WHAT YOU WILL DO> Show every line of the records that contains the word "bird".

THE RECORDS>
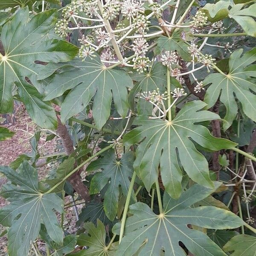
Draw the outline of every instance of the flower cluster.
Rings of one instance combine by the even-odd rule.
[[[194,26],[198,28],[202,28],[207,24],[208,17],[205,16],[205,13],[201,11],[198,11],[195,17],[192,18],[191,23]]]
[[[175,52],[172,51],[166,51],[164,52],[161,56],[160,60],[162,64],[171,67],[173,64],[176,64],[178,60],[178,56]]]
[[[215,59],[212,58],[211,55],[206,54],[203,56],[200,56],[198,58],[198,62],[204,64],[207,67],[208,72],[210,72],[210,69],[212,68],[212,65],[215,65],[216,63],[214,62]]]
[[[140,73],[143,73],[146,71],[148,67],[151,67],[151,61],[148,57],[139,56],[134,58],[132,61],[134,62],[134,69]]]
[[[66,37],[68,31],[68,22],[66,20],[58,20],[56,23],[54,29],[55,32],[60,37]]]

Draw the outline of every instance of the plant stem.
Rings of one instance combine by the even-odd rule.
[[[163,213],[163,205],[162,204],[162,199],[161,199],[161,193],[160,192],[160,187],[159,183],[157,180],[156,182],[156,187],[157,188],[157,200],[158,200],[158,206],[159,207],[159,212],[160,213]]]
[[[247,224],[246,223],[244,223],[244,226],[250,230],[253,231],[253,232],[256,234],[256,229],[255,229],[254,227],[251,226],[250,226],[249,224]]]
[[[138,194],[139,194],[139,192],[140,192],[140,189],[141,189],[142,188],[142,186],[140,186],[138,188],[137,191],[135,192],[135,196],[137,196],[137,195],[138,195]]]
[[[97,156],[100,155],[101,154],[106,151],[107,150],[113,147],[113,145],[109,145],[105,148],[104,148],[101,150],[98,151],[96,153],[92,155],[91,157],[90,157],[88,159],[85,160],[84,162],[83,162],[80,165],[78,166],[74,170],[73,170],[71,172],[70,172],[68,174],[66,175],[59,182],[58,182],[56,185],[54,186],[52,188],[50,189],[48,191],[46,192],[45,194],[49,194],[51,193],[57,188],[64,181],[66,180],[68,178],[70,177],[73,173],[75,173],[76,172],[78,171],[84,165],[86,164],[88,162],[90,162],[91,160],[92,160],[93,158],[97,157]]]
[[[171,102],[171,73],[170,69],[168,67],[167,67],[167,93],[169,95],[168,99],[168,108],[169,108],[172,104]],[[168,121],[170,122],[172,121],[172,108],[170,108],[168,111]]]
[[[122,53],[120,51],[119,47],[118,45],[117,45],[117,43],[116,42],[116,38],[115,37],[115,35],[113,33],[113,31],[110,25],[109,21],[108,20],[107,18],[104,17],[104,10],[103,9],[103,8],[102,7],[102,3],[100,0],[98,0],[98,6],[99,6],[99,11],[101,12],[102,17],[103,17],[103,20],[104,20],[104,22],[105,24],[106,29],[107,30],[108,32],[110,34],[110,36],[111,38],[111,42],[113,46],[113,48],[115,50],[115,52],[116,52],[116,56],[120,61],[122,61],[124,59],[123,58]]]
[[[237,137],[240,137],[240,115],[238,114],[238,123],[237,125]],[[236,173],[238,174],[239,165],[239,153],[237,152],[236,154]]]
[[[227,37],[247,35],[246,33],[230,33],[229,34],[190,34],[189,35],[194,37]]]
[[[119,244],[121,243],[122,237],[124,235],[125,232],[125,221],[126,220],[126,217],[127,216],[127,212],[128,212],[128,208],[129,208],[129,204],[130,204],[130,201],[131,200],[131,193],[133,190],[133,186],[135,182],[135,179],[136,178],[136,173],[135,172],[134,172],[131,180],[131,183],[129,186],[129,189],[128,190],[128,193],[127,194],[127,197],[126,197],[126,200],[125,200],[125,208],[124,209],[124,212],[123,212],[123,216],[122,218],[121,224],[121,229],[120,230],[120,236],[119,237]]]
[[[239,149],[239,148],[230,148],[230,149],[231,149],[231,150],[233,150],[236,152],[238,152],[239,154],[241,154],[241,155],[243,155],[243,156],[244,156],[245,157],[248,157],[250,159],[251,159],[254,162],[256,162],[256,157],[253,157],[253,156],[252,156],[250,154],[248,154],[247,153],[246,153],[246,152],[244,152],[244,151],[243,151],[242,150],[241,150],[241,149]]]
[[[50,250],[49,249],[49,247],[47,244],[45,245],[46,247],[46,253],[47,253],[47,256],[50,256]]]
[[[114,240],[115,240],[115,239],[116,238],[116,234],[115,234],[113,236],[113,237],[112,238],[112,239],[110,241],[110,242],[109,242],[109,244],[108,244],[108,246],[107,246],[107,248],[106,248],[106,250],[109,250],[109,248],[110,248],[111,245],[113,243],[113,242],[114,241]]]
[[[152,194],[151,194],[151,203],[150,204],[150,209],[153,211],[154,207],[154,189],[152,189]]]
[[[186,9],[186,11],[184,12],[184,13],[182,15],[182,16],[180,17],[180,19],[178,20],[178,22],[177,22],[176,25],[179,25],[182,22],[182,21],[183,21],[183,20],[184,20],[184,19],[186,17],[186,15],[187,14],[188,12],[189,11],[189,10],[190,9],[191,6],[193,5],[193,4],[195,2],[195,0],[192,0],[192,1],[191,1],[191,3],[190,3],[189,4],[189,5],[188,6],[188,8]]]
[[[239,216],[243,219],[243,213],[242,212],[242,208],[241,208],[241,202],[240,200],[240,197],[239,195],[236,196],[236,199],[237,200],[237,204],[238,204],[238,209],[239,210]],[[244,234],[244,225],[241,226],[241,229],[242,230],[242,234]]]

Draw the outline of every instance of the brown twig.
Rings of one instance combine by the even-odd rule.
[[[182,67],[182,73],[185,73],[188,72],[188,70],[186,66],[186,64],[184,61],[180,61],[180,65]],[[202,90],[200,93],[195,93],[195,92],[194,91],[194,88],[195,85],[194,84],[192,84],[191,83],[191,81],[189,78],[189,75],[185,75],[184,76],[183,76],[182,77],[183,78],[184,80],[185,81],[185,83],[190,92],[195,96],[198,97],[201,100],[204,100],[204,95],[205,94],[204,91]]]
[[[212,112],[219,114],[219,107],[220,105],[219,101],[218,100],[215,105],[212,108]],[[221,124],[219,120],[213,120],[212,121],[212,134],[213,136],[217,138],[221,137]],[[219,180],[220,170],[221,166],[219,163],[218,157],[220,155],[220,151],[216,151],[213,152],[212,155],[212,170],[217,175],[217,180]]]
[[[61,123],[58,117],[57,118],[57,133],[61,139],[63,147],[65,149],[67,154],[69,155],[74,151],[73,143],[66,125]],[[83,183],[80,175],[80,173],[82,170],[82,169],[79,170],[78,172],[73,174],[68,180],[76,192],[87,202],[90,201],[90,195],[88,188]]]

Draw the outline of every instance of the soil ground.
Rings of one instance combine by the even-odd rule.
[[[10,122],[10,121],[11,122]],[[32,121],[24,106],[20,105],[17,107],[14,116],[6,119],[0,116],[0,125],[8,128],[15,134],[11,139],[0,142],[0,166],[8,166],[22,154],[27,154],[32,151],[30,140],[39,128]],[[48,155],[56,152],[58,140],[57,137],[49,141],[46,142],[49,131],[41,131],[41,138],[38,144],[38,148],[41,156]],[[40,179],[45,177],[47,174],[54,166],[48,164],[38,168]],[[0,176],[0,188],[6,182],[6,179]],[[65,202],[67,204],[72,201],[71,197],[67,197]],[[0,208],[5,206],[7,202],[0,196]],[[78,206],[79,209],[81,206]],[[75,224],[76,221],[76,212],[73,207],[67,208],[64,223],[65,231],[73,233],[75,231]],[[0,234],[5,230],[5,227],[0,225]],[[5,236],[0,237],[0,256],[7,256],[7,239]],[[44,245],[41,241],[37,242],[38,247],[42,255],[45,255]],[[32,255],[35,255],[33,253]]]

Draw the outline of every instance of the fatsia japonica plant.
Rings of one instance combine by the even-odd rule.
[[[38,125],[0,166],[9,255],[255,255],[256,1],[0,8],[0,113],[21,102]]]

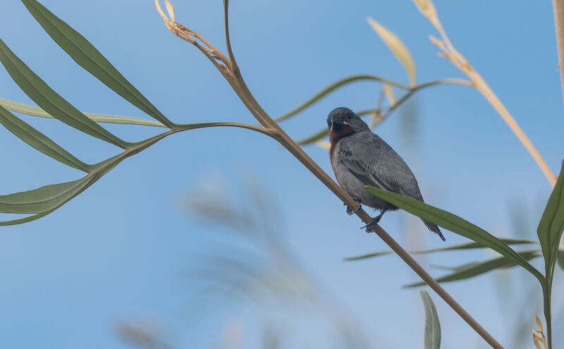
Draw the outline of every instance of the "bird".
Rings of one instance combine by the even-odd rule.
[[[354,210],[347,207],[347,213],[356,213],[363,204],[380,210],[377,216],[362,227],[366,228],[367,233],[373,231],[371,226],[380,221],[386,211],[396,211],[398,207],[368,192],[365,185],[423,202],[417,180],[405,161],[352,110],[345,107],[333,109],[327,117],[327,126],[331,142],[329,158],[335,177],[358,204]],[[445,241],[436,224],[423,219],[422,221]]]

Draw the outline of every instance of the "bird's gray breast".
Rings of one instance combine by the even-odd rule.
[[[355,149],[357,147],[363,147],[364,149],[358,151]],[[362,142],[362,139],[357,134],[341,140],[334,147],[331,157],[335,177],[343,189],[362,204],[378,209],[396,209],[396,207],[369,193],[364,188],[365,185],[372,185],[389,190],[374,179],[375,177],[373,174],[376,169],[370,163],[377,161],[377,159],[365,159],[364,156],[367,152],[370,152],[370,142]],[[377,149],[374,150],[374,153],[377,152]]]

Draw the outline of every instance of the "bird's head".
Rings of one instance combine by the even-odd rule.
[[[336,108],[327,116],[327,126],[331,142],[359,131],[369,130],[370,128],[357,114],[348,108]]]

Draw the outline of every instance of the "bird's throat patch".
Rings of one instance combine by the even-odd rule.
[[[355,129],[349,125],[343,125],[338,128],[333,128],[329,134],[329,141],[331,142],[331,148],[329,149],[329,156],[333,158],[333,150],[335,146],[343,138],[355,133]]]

EXERCISE RESPONSE>
Draw the outline of every instance of the "bird".
Draw the outline of every instance of the "bird's gray breast".
Draw the outline of every instance of the "bird's head".
Draw the outline of every instance of the "bird's throat patch".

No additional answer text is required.